§ TASK PROMPT
Return all of the records below word for word, changing nothing.

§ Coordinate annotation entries
★ ★ ★ ★ ★

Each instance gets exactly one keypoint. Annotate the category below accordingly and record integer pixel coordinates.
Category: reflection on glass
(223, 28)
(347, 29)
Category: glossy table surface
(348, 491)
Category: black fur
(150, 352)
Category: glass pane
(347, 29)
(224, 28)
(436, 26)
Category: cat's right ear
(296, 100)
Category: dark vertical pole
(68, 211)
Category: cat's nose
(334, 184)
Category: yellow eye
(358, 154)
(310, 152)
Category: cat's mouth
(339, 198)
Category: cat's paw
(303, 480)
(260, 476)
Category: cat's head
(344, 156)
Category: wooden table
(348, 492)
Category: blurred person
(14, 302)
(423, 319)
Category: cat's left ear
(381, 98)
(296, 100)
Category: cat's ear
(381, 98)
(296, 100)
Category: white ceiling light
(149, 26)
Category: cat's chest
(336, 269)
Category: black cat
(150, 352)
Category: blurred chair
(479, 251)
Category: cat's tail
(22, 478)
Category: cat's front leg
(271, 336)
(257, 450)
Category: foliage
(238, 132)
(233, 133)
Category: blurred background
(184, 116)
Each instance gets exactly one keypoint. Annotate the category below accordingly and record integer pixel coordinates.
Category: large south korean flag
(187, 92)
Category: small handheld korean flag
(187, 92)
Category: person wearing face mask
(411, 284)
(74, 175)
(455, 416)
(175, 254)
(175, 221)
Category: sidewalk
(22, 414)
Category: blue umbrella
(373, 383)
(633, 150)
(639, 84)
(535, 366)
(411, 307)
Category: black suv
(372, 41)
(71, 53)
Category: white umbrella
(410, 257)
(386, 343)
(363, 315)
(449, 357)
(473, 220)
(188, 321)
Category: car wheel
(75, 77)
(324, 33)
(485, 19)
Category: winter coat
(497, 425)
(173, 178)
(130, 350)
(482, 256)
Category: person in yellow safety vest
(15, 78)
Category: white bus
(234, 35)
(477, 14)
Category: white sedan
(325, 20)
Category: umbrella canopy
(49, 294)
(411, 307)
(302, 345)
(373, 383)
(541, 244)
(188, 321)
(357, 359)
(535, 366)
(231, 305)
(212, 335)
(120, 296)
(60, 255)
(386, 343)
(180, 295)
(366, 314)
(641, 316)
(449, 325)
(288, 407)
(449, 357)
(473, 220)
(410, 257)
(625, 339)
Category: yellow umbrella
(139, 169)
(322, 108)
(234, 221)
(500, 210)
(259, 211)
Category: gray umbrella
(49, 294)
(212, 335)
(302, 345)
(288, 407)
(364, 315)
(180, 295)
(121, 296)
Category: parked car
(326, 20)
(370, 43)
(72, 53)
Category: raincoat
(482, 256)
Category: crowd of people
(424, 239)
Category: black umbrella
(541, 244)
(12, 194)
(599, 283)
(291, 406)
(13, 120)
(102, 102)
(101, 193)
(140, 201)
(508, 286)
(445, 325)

★ ★ ★ ★ ★

§ FINISHED EXERCISE
Each instance gets exactly one keypoint. Annotate the category below accordingly and record integer pixel coordinates.
Category: reflection on glass
(223, 28)
(347, 29)
Category: glossy table surface
(348, 491)
Category: black fur
(150, 352)
Category: glass pane
(347, 29)
(224, 28)
(436, 26)
Category: cat's right ear
(296, 100)
Category: dark vertical pole
(68, 211)
Category: cat's nose
(334, 184)
Category: yellow eye
(358, 154)
(310, 152)
Category: cat's mouth
(339, 198)
Category: cat's paw
(303, 480)
(260, 476)
Category: cat's head
(344, 156)
Category: wooden table
(348, 492)
Category: blurred person
(14, 302)
(423, 319)
Category: cat's left ear
(381, 98)
(296, 100)
Category: cat's ear
(381, 98)
(296, 100)
Category: white ceiling light
(149, 26)
Category: cat's chest
(336, 269)
Category: black cat
(150, 352)
Category: blurred chair
(479, 251)
Category: cat's tail
(22, 478)
Category: cat's front leg
(271, 336)
(257, 450)
Category: foliage
(238, 132)
(233, 133)
Category: blurred background
(184, 116)
Each instance gets exactly one keypoint. Annotate the category below accordingly and record integer pixel coordinates.
Category: large south korean flag
(187, 92)
Category: small handheld korean flag
(187, 92)
Category: person wearing face mask
(411, 284)
(74, 175)
(455, 416)
(175, 254)
(175, 221)
Category: sidewalk
(22, 414)
Category: blue umbrella
(373, 383)
(633, 150)
(639, 84)
(535, 366)
(411, 307)
Category: black suv
(372, 41)
(71, 53)
Category: white umbrella
(410, 257)
(386, 343)
(363, 315)
(449, 357)
(473, 220)
(188, 321)
Category: car wheel
(75, 77)
(324, 33)
(485, 19)
Category: winter coat
(497, 425)
(173, 178)
(130, 350)
(482, 256)
Category: person in yellow safety vest
(15, 78)
Category: white bus
(234, 35)
(477, 14)
Category: white sedan
(325, 20)
Category: umbrella canopy
(49, 294)
(411, 307)
(302, 345)
(373, 383)
(541, 244)
(188, 321)
(357, 359)
(535, 366)
(231, 305)
(212, 335)
(120, 296)
(60, 255)
(386, 343)
(180, 295)
(366, 314)
(641, 316)
(449, 325)
(288, 407)
(449, 357)
(473, 220)
(410, 257)
(625, 339)
Category: yellow umbrella
(139, 169)
(322, 108)
(234, 221)
(500, 210)
(259, 211)
Category: gray umbrella
(49, 294)
(212, 335)
(302, 345)
(288, 407)
(364, 315)
(180, 295)
(121, 296)
Category: parked car
(326, 20)
(370, 43)
(72, 53)
Category: raincoat
(482, 256)
Category: crowd of people
(424, 239)
Category: black umbrella
(541, 244)
(12, 194)
(599, 283)
(291, 406)
(13, 120)
(102, 102)
(101, 193)
(140, 201)
(508, 286)
(445, 325)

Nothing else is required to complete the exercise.